:: EXERCISE DIRECTIONS ::
Copy the listing from the line with "like point(5, 8)." up to and including the line with "point(171, 61)", changing "blonde hair" to "fair hair" and leaving everything else the same.

:: DATA FOR THIS EXERCISE ::

+ + + +

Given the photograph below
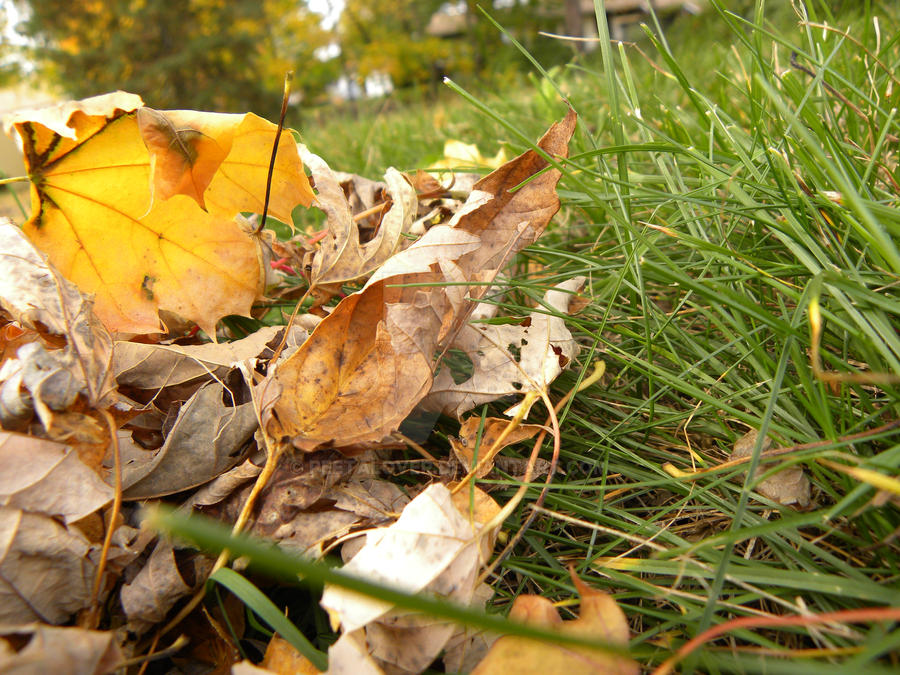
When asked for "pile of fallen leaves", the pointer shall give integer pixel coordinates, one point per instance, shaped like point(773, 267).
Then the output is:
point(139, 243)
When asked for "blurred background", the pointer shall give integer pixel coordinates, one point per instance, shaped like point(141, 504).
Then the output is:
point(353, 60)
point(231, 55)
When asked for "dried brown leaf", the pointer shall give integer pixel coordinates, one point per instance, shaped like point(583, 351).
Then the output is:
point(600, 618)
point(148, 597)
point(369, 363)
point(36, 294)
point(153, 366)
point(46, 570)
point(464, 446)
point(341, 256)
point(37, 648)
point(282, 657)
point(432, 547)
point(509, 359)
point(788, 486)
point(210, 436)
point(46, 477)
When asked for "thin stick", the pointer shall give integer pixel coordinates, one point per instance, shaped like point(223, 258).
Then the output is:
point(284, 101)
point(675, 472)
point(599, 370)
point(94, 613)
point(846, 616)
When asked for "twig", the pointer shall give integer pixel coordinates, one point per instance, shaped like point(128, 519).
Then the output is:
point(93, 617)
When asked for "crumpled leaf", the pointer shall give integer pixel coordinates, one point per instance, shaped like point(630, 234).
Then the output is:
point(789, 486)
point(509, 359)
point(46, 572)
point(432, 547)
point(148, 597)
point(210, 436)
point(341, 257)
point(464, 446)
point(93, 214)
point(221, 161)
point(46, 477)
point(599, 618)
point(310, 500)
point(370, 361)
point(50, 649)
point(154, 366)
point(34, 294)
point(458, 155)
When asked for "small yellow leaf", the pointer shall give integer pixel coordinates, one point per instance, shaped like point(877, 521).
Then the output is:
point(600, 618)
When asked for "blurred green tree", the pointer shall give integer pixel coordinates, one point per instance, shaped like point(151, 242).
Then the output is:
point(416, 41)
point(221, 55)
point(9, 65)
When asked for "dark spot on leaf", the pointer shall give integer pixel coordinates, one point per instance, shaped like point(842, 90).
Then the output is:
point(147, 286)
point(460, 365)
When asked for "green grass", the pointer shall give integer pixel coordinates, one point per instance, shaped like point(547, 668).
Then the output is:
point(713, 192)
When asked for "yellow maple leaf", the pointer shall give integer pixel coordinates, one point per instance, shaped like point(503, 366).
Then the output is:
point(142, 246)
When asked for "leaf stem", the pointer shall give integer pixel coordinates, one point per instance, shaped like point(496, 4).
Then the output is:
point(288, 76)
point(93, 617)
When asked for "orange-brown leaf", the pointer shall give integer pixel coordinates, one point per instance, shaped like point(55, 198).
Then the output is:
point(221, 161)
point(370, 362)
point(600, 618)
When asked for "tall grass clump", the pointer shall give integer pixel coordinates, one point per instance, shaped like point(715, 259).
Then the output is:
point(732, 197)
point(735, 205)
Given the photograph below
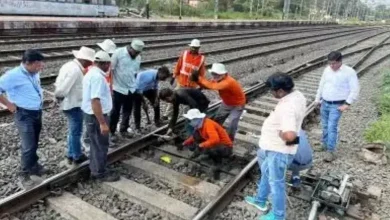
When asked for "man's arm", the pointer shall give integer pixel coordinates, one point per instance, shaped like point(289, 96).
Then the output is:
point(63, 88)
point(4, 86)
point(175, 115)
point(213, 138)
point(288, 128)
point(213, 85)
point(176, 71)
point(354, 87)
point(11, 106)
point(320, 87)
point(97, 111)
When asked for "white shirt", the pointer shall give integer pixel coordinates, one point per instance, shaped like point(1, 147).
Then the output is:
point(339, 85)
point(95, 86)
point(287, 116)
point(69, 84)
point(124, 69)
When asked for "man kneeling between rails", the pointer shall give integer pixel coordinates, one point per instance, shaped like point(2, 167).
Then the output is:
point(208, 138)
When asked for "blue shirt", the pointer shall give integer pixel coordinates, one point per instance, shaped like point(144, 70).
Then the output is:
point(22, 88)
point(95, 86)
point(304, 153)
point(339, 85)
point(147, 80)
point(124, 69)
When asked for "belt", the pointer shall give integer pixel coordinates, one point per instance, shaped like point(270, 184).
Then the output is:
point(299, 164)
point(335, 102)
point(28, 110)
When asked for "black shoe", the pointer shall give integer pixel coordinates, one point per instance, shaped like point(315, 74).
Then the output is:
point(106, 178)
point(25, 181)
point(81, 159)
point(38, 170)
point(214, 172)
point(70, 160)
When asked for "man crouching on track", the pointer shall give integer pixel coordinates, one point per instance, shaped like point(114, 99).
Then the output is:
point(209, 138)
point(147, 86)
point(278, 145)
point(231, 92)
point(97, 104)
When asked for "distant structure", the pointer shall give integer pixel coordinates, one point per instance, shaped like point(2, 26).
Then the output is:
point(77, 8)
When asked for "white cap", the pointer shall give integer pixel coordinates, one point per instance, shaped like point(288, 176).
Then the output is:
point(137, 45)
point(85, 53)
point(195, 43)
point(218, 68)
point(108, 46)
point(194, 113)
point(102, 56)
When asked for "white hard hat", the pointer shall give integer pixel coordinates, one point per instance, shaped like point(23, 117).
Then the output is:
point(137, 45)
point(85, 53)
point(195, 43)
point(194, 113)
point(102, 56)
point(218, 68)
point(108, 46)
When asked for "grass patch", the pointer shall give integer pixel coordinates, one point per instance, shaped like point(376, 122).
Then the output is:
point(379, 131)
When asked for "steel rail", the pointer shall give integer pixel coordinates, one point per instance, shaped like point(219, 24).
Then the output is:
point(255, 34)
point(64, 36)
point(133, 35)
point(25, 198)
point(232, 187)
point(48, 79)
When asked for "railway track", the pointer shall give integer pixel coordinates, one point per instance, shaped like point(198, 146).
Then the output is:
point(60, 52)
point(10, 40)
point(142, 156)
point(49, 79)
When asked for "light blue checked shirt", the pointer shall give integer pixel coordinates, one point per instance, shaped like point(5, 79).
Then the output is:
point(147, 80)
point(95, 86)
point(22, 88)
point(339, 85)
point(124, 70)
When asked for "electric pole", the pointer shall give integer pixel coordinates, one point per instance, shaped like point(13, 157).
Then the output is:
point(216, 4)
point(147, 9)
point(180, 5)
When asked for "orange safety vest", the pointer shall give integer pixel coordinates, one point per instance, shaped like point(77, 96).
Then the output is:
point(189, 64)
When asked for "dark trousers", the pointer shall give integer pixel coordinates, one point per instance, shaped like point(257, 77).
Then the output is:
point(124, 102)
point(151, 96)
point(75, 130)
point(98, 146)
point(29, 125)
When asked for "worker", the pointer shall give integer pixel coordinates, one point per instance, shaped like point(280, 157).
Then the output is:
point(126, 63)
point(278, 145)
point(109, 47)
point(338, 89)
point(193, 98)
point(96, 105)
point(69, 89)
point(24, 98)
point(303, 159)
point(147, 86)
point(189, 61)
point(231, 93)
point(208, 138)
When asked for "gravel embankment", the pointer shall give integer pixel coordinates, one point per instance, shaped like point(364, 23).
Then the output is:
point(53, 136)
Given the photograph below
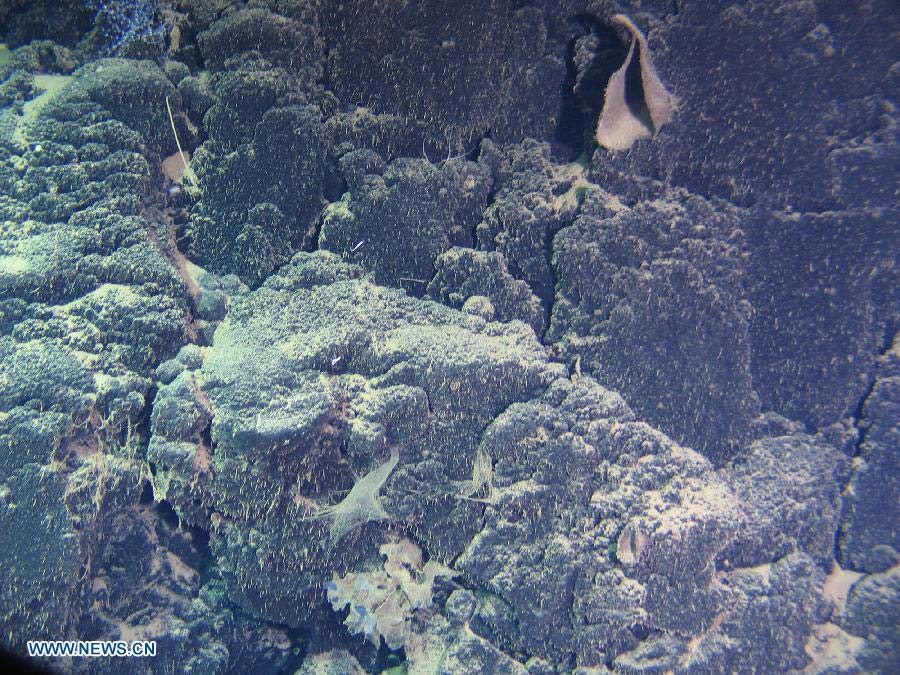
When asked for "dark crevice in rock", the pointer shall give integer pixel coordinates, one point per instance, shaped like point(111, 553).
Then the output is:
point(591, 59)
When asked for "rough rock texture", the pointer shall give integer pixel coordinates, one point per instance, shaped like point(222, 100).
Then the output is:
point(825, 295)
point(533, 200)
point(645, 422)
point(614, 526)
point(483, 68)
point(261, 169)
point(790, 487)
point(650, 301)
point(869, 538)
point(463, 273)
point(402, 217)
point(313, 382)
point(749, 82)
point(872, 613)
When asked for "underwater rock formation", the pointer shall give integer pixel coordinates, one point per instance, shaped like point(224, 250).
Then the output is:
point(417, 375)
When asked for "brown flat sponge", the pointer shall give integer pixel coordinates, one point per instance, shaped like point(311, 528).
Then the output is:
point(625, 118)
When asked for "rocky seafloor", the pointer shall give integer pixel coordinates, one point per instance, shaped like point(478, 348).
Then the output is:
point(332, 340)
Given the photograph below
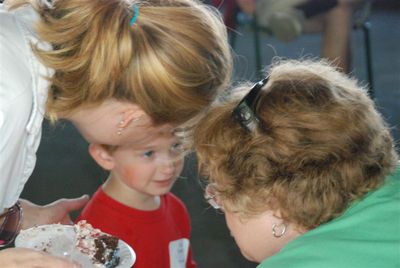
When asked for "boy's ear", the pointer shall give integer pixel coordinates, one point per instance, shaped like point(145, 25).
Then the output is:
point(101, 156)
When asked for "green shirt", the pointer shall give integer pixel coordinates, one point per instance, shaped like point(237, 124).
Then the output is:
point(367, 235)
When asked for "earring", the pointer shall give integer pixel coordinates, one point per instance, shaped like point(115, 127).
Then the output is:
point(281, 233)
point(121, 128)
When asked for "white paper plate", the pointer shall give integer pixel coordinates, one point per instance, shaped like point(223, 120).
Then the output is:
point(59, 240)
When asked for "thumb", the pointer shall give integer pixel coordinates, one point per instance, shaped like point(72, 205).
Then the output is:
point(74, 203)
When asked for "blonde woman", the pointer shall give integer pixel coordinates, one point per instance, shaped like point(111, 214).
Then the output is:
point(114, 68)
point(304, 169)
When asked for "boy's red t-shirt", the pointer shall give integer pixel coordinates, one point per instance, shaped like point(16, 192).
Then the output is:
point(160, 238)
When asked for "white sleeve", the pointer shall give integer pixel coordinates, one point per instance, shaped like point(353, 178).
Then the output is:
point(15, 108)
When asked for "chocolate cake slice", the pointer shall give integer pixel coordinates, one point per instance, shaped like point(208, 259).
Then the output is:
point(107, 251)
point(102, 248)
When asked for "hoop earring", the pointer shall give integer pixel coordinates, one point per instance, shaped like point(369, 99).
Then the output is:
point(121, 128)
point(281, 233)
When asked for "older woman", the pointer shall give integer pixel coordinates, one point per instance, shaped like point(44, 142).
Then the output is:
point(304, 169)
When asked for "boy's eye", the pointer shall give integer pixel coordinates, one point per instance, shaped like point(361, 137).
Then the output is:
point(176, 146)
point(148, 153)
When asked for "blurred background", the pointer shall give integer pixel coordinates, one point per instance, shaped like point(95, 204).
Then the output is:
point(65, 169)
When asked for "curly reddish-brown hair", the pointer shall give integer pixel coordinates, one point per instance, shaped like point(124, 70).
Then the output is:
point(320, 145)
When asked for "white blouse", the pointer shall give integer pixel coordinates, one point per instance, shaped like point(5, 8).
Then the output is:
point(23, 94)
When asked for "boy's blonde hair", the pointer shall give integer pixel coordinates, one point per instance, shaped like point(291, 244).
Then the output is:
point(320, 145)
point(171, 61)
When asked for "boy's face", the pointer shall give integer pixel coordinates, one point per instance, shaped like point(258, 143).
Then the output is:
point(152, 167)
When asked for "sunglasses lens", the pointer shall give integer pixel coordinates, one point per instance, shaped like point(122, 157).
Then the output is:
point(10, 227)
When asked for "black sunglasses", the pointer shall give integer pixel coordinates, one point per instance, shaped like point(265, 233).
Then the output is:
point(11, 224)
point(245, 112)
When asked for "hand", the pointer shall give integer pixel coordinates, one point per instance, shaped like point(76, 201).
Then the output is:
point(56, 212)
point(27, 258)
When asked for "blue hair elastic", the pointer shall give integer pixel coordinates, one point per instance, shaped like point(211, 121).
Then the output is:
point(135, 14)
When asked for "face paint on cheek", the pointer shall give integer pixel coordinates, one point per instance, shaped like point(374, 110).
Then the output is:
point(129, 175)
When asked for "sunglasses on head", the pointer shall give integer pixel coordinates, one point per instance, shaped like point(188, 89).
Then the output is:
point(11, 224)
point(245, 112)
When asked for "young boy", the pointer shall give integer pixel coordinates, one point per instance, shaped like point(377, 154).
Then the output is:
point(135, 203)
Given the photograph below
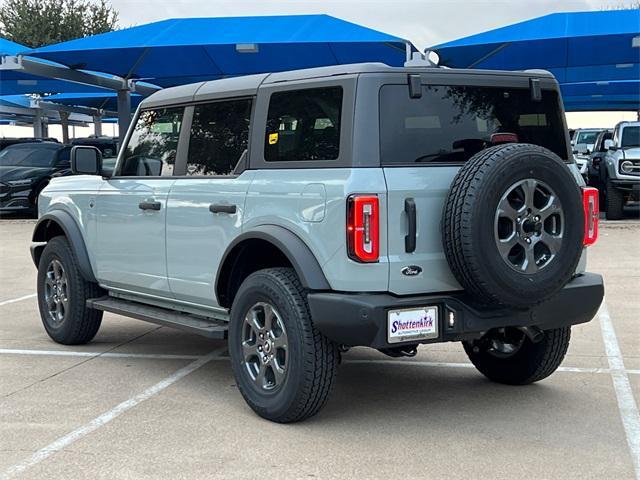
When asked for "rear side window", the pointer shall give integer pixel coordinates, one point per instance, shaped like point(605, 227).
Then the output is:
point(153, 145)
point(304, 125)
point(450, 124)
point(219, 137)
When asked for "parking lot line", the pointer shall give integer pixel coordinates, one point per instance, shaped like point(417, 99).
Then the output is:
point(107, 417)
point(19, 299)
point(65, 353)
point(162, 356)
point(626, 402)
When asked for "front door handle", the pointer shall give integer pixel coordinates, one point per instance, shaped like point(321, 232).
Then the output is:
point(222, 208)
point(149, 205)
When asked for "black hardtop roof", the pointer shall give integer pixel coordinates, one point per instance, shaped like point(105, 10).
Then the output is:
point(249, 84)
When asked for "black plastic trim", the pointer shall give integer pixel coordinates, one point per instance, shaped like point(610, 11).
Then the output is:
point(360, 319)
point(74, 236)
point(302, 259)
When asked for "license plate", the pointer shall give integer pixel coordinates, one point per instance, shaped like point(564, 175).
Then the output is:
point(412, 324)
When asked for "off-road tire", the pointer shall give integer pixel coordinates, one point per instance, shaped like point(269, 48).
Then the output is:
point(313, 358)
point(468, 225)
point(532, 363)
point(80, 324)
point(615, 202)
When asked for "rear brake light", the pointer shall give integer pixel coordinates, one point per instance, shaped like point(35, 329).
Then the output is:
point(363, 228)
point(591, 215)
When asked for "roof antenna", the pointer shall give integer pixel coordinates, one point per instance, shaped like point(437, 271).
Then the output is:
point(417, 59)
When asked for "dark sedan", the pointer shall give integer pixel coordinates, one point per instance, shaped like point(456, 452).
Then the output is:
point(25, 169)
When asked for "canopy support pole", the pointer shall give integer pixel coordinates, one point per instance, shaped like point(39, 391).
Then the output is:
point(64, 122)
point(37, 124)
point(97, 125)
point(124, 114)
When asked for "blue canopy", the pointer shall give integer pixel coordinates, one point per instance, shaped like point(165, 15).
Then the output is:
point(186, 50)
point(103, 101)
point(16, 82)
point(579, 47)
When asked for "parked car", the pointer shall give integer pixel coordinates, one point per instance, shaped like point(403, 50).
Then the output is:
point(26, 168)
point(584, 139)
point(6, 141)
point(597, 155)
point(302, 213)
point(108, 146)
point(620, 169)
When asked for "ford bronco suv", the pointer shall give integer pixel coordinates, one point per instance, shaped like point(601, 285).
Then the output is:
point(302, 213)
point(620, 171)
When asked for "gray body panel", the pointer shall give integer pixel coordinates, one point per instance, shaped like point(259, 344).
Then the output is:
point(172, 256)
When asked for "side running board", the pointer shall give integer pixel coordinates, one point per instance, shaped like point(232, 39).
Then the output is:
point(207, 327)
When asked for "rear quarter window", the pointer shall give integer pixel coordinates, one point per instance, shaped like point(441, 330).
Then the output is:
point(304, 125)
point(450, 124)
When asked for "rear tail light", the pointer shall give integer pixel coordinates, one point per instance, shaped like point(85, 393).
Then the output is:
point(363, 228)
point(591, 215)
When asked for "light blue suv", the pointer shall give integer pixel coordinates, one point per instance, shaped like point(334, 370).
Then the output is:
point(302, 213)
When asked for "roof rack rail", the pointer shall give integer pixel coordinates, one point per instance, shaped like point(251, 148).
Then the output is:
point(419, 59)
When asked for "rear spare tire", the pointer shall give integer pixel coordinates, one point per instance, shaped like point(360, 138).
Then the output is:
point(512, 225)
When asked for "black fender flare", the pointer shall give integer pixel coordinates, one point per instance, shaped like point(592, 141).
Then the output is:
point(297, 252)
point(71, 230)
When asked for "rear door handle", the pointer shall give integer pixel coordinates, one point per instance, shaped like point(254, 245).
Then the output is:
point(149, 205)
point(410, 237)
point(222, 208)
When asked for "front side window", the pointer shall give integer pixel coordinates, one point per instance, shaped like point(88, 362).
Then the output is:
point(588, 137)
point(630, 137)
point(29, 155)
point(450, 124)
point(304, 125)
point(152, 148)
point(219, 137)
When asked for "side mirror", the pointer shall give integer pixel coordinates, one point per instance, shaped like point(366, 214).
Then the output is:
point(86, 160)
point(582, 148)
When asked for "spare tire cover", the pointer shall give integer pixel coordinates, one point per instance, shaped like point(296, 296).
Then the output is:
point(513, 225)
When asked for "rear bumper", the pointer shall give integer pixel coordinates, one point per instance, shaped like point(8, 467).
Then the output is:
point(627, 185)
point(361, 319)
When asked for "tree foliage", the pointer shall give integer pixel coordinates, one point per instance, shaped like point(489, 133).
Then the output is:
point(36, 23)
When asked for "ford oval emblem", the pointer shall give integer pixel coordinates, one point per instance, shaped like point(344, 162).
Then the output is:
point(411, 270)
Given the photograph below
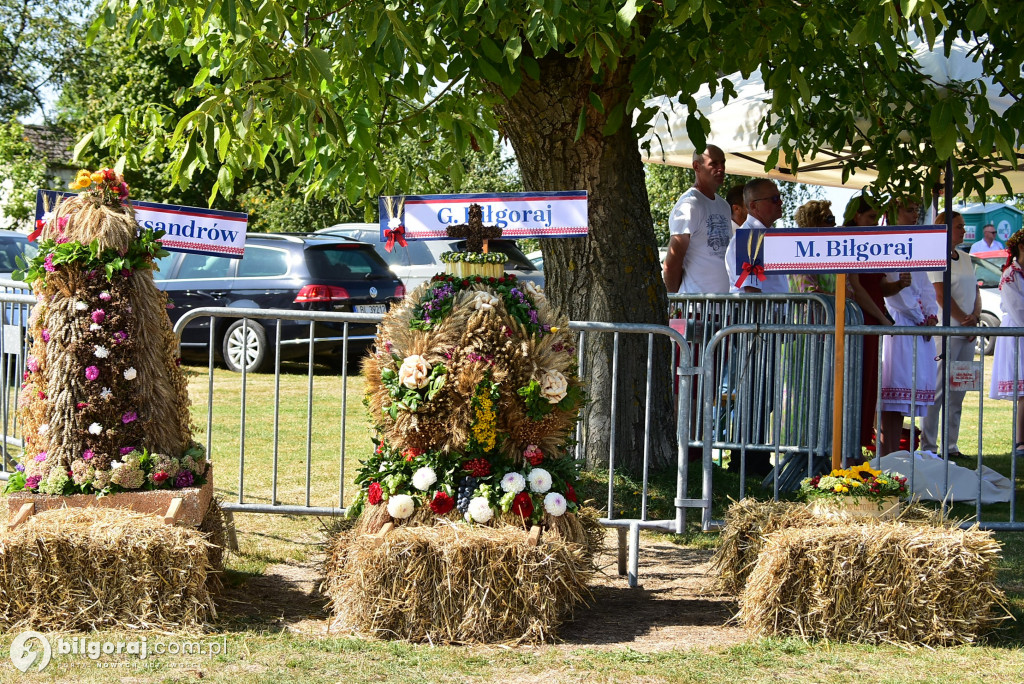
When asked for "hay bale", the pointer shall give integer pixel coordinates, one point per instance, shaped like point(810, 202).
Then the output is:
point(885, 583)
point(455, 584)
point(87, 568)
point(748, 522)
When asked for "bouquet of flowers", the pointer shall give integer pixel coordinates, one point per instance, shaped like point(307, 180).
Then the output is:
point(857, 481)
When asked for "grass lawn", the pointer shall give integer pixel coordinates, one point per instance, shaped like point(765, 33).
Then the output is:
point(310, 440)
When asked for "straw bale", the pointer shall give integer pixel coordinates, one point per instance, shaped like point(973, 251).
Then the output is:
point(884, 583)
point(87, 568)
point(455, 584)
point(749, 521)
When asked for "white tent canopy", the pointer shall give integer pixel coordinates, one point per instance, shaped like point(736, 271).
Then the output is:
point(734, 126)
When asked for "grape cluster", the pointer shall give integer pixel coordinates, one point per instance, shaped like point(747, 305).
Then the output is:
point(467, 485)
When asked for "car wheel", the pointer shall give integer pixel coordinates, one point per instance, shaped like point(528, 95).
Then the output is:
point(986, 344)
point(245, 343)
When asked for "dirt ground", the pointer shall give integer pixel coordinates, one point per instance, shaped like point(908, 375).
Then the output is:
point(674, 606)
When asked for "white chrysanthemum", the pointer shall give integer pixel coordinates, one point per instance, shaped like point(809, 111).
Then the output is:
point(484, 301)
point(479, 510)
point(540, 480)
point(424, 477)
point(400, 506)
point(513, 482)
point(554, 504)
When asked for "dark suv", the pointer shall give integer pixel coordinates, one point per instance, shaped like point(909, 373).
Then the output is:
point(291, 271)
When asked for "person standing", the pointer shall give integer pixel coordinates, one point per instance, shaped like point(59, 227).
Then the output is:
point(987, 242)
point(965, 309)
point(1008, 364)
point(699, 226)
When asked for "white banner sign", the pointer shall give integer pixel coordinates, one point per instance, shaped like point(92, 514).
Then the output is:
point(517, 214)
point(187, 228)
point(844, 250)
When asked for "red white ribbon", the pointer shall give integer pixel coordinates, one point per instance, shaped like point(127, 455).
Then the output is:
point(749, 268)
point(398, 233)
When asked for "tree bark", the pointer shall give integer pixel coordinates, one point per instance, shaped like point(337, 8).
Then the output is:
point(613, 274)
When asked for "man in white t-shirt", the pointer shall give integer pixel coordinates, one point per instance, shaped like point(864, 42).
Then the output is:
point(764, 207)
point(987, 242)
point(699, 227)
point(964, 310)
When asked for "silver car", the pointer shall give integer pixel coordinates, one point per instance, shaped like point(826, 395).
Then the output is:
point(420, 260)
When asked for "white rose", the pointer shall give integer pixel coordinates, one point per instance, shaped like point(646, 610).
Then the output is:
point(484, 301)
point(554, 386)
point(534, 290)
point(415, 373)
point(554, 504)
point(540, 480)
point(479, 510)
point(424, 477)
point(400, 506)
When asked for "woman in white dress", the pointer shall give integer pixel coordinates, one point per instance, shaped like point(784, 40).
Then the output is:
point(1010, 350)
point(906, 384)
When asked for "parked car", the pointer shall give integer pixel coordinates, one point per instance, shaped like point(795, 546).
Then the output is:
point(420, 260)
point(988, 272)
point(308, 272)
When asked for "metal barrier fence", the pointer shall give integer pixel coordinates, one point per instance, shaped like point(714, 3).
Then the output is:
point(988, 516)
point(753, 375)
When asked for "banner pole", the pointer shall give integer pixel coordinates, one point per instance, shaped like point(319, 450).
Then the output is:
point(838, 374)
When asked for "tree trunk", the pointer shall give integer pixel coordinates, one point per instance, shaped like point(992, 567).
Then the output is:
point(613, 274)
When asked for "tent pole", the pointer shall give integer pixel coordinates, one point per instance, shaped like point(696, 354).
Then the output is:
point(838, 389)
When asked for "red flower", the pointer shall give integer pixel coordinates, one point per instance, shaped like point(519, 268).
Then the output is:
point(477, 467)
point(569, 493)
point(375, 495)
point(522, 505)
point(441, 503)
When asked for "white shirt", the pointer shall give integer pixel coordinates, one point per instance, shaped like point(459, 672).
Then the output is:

+ + + +

:: SOLUTION BELOW ::
When asked for "white blouse", the pointer shall give integer pixel coordinates, one point per instance, shaped like point(5, 8).
Then the output is:
point(23, 94)
When asked for "boy's fair hair", the pointer shall give integer pixel coordinates, one point per instance, shaped like point(291, 244).
Then the output is:
point(320, 145)
point(171, 61)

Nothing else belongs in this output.